* **To do**: Copy out the material below, switching every "annotators" to "labelers" and leaving everything else as it stands.

* **Records for this exercise**:
——
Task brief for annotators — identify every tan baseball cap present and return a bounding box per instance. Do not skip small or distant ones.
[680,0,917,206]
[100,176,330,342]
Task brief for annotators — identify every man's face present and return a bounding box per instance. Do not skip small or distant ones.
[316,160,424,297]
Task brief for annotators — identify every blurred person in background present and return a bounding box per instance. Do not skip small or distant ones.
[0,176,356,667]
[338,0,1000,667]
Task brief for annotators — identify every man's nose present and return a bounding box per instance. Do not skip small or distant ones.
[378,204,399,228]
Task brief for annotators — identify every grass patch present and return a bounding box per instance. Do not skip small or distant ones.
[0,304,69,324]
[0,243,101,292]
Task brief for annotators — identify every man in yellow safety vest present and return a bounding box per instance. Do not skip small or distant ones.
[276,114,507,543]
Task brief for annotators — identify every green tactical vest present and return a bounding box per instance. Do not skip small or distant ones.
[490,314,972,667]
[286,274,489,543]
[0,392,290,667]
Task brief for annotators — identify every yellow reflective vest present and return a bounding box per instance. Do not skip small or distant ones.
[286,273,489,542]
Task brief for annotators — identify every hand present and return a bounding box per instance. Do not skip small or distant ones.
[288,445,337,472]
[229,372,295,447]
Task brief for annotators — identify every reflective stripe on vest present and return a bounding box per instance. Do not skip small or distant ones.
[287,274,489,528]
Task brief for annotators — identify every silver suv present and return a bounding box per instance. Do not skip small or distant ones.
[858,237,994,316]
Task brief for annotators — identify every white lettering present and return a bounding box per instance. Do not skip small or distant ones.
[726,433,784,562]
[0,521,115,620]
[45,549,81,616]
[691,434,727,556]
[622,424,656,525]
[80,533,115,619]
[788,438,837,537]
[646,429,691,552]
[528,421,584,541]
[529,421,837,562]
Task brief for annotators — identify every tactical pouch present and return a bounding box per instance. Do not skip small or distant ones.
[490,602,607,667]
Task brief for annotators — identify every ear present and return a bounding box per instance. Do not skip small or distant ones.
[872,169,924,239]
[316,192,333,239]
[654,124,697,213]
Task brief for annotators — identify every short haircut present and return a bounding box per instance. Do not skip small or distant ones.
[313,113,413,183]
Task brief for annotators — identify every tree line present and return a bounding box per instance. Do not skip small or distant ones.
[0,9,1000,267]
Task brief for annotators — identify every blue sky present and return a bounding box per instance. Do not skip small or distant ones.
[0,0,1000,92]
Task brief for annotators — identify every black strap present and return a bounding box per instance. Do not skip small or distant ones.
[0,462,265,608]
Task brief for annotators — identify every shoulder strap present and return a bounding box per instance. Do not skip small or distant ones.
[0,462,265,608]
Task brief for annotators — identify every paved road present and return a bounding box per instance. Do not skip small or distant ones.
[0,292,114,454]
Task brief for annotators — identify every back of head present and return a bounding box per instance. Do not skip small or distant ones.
——
* **Complete output**:
Task brief for labelers — identify every tan baseball cap present and return a bounding box per instance. Do not skip small or distant ones.
[680,0,917,206]
[100,176,330,342]
Task brief for labelers — identify every man's face present and return a bounding box per instance. Do not skip small or distant ones.
[316,160,424,297]
Task brief for labelers — identify every blurred person in background present and return a bounding box per instance. Do not skip small or distant ones.
[0,176,356,667]
[338,0,1000,667]
Task brief for labelers — identify every man's nose present and return a bounding box per instance. Do not skip small or distant ones.
[378,204,399,228]
Task brief for labelers — identify every grass patch present and return a bounding box per instance. Do not skip small or distant ones.
[0,304,69,324]
[0,243,101,292]
Task brief for labelers — identify every man in yellow safety vest present and return a bounding box per instance. Do not skip small or distant ones.
[276,114,507,543]
Task brief for labelers — identify every green tactical vest present and return a bounding box per instance. Do not skip small or distant ones.
[490,314,972,667]
[286,274,489,543]
[0,392,290,667]
Task brief for labelers — identify every yellow reflective vest present and return a bounding box per instance. Do not skip small or distant ones.
[286,273,489,542]
Task brief for labelers — identify every hand present and return a bounding box per instance. Do not skip small or distant ones.
[288,445,337,472]
[229,372,295,447]
Task brief for labelers — identify every reflective stripe on vest present and return a bounding box per instance. Do not skip small or distant ones.
[287,274,489,528]
Task brief for labelers — identify every silver suv present and return a bounding box per instance. Do not skip small or distant ones.
[858,237,994,316]
Task brief for labelers — identify every white lettering present and return a bounding box per instance. Do not skip small or distant ones.
[726,433,784,562]
[0,521,115,620]
[45,549,81,616]
[691,434,727,556]
[622,424,656,525]
[80,533,115,619]
[788,438,837,537]
[646,429,691,552]
[528,421,584,541]
[529,421,837,562]
Task brief for labelers — identify every tactical pouch present and return a bounding box per instance. Do not skip small or distant ones.
[490,602,607,667]
Task brief for labelers — identify every ear present and return a bounding box per instance. Do not skip small or distant ones.
[872,169,924,239]
[316,192,333,239]
[654,124,697,213]
Task brief for labelers — identify every short haircut present and return a bounding box per instance. Do not skip small or distant ones.
[313,113,413,183]
Task brief for labelers — identify every tree line present and return a bounding box per instance. Do not skip small or distant ones.
[0,9,1000,267]
Task brief for labelers — identify every blue sky present and return a bounding box per instance. Do not skip small or distant ones.
[0,0,1000,92]
Task brief for labelers — identify every black strap present and return a bounding box per instance. Do not skip small or distant ones.
[0,462,265,608]
Task brief for labelers — identify every shoulder strap present and return a bounding box per instance. Do not skip small or distant ones.
[0,462,265,608]
Task brief for labelers — identify every paved road present and return a bounding box per instance. Do not skip small or distant ones.
[0,292,114,454]
Task brief for labelers — identify every back of head present and return a bounding box per instance. Do not skip small or distant ones.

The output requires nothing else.